§ Arbeitsanweisung
Gib sämtliche folgenden Datensätze Zeile für Zeile unverändert wieder, aber lass die Bilder dabei weg.

§ Vorliegende Datensätze
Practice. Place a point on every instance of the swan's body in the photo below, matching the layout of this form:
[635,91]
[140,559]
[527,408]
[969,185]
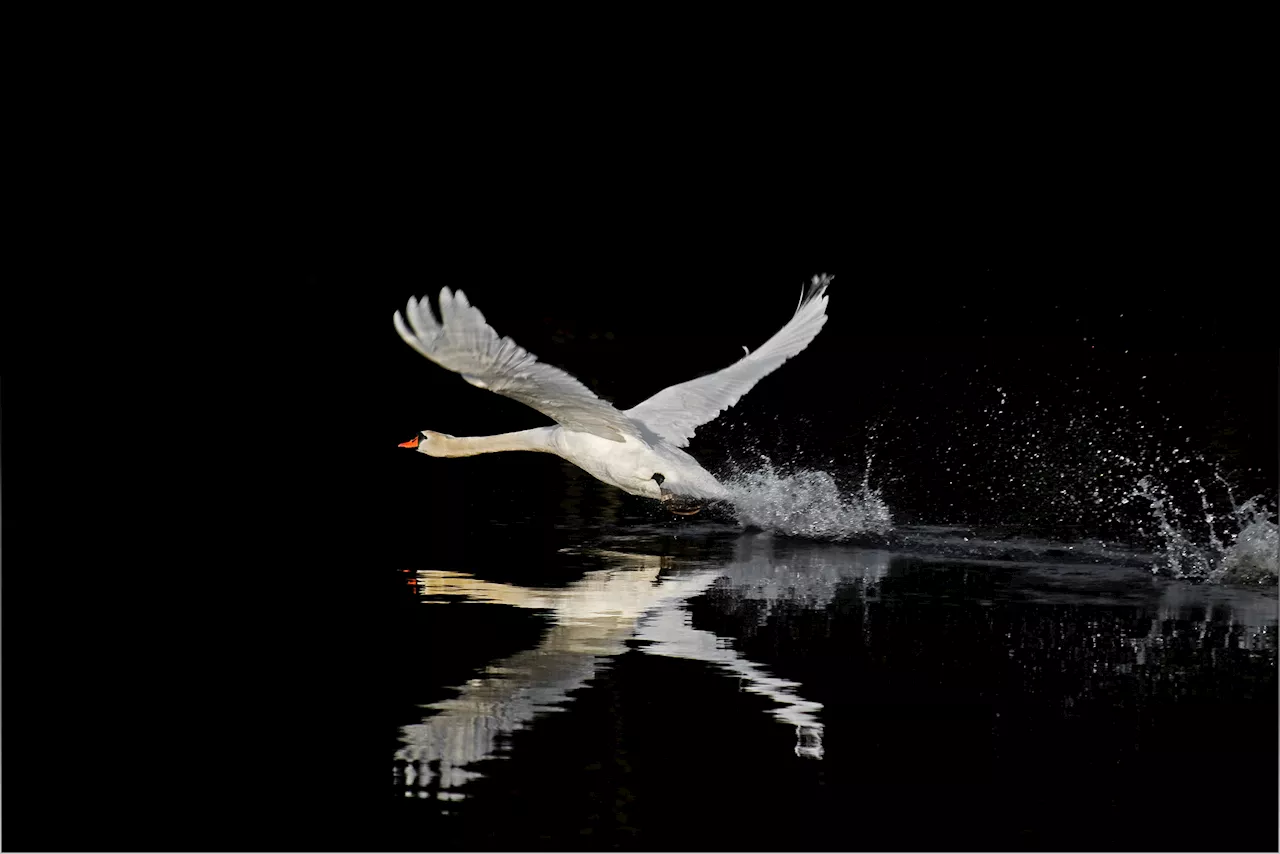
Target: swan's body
[638,450]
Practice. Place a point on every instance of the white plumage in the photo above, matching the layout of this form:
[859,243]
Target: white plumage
[625,450]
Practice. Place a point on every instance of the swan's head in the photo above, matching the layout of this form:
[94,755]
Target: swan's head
[429,442]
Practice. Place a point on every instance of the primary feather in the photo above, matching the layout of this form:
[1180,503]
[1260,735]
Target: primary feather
[462,342]
[676,412]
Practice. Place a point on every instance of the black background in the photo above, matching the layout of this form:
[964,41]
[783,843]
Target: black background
[190,712]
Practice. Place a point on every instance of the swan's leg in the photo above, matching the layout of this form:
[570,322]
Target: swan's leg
[679,505]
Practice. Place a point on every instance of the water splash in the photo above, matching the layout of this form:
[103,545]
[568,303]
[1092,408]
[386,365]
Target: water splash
[805,502]
[1242,546]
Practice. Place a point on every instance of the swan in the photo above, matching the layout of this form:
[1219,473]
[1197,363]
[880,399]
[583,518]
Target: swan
[639,450]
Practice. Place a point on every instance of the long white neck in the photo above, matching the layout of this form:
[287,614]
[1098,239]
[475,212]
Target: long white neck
[467,446]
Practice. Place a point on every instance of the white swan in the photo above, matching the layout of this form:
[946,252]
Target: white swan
[638,451]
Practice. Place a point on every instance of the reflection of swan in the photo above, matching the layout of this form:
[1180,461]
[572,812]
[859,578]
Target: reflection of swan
[638,451]
[592,619]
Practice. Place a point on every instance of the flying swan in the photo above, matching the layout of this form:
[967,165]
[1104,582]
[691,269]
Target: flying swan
[638,450]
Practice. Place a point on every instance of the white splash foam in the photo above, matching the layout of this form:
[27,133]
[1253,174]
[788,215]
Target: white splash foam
[805,503]
[1248,552]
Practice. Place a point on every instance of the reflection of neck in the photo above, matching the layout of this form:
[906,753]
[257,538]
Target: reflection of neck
[467,446]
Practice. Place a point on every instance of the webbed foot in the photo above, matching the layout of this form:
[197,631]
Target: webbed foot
[679,505]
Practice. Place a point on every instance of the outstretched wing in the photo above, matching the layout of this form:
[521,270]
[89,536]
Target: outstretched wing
[462,342]
[677,411]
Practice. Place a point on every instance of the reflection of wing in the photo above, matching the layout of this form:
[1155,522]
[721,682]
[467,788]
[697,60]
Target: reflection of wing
[462,342]
[677,411]
[592,617]
[672,634]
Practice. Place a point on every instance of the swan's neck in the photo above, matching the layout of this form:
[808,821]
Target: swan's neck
[467,446]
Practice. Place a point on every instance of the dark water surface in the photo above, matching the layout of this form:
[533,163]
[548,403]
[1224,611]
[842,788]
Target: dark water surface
[590,674]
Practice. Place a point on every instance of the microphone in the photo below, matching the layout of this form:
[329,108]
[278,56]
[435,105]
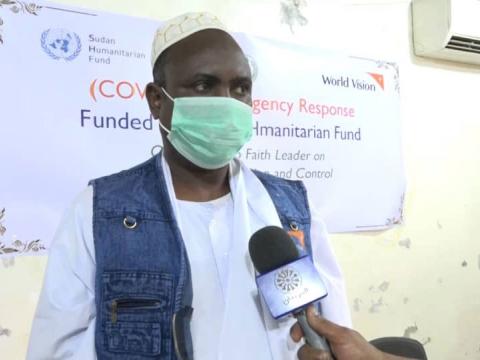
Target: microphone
[287,282]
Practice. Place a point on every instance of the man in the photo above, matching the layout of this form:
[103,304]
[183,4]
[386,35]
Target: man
[345,343]
[139,249]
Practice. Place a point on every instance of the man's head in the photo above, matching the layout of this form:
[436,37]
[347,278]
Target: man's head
[203,60]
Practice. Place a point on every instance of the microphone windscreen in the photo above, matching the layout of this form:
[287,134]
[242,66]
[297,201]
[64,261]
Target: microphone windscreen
[271,247]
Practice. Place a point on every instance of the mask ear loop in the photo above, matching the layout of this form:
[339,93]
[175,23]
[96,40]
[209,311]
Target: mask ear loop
[160,121]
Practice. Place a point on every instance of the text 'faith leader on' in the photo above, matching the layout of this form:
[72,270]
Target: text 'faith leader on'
[139,249]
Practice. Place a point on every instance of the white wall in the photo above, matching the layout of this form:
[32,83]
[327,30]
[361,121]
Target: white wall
[428,290]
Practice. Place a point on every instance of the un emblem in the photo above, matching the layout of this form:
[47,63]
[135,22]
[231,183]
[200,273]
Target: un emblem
[61,44]
[287,280]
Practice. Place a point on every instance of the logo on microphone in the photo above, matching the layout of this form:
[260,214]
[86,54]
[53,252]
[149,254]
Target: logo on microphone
[287,280]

§ Lösung
Practice. Place a point on every instance of the swan's body in the photo below, matching the layout of this form:
[635,91]
[140,559]
[527,408]
[969,185]
Target: swan's body
[638,450]
Practice. Place a point on every instance of the white plumage in the photo above, matching the layout of this form:
[859,243]
Target: white plumage
[625,450]
Practice. Place a point on every instance of the swan's head in the photo above, matching the layout of this form:
[94,755]
Target: swan's head
[429,442]
Practice. Place a point on every instance of the primary feather in the photo above, matching the layout of this form:
[1180,503]
[1260,735]
Target: primary feather
[462,342]
[676,412]
Practice. Place a point on every instance of the black background in the photo above, matching the layout of this form:
[964,41]
[783,843]
Target: black background
[190,712]
Practice. Place a point on every instance of the swan's leg in the photo above, matching the layout of this form:
[570,322]
Target: swan's leg
[679,505]
Practice. Place a point on every instance of the water splash in the photo above, matching the layout of this form:
[103,545]
[568,303]
[1092,408]
[386,365]
Target: water splash
[805,502]
[1242,546]
Practice. Place a point on every instance of the swan in the photo above, matching the layout of this form:
[1219,473]
[1197,363]
[880,399]
[583,518]
Target: swan
[639,450]
Practice. Place a point on every instance of the long white neck in the photo above, matching the layout of this form:
[287,614]
[1098,239]
[475,212]
Target: long white neck
[467,446]
Practice. Place a point on every instance of the white swan in the photo above, matching the layout of this form:
[946,252]
Target: white swan
[638,451]
Practice. Place a point on every instance of the reflection of swan in the photo above, matching the layout of this form:
[1180,461]
[572,812]
[859,578]
Target: reflection of swan
[638,451]
[592,619]
Practice. Place a point on every instance of the flying swan in the photo above, matching the layout of this form:
[967,165]
[1104,582]
[691,269]
Target: flying swan
[638,450]
Practice. Place a point on every instance of the white splash foam in the photo above, matching the layout of this form:
[27,133]
[1253,174]
[788,215]
Target: white splash foam
[805,503]
[1248,552]
Practice. Place a point on every instance of the reflection of neck in the photo above, matching the layout of this form:
[906,753]
[257,538]
Target: reflection of neck
[467,446]
Practice. Place a point on every instance of the webbed foot in the photo above, matching the layout of this form:
[197,631]
Target: webbed foot
[679,505]
Practice. Place a point on every instance of the outstretched wing in the photo above, matching the layout of this form:
[521,270]
[89,536]
Target: outstretched wing
[462,342]
[677,411]
Practice. Place a point on every instance of the reflection of wing in the photo above, matching the layout of this form:
[1155,522]
[721,682]
[467,788]
[697,60]
Target: reflection of wing
[462,342]
[677,411]
[592,617]
[672,634]
Practice. Place a point on every instance of the swan's neck in the photo above, matching the layout of this form:
[808,821]
Target: swan's neck
[467,446]
Practice. Place a point on every instance of the dark water surface in the photo above, matching the layout of this form:
[533,163]
[548,403]
[1224,611]
[842,788]
Target: dark water surface
[590,674]
Practice. Place a point on every instance of the microphone in the photo below, matching the layout of this form:
[329,108]
[278,56]
[435,105]
Target: microphone
[287,282]
Practice. Place a point on every instance of the man in the photo above, matching the layout of this form:
[103,304]
[183,4]
[386,35]
Target: man
[345,343]
[139,249]
Practice. Place a point on every instance of the man's head in the photo above, matching the layout of this form:
[436,37]
[347,278]
Target: man's head
[203,60]
Practice. Place a point on every instance of the microphone windscreen in the photo above, matching the layout of this form:
[287,134]
[242,66]
[297,201]
[64,261]
Target: microphone windscreen
[271,247]
Practice. Place a point on every instance of the mask ear loop in the photo above, matching the layout of this form:
[339,93]
[175,23]
[96,40]
[209,311]
Target: mask ear loop
[160,121]
Practice. Place a point on every instance of the text 'faith leader on' in the photo above, matching the layout of this form:
[72,270]
Target: text 'faith leader on'
[139,249]
Practice. Place a point on every instance of the white wall in the photo above, matching the layout of this form:
[32,83]
[327,30]
[361,121]
Target: white wall
[428,290]
Practice. Place a point on every instance of the un emblem in the photo above, matching the layout of this form:
[47,63]
[135,22]
[231,183]
[200,273]
Target: un emblem
[61,44]
[287,280]
Practice. Place a point on every instance of the logo on microphone in the photo above, matching the layout of this form:
[260,214]
[86,54]
[53,252]
[149,254]
Target: logo on microphone
[287,280]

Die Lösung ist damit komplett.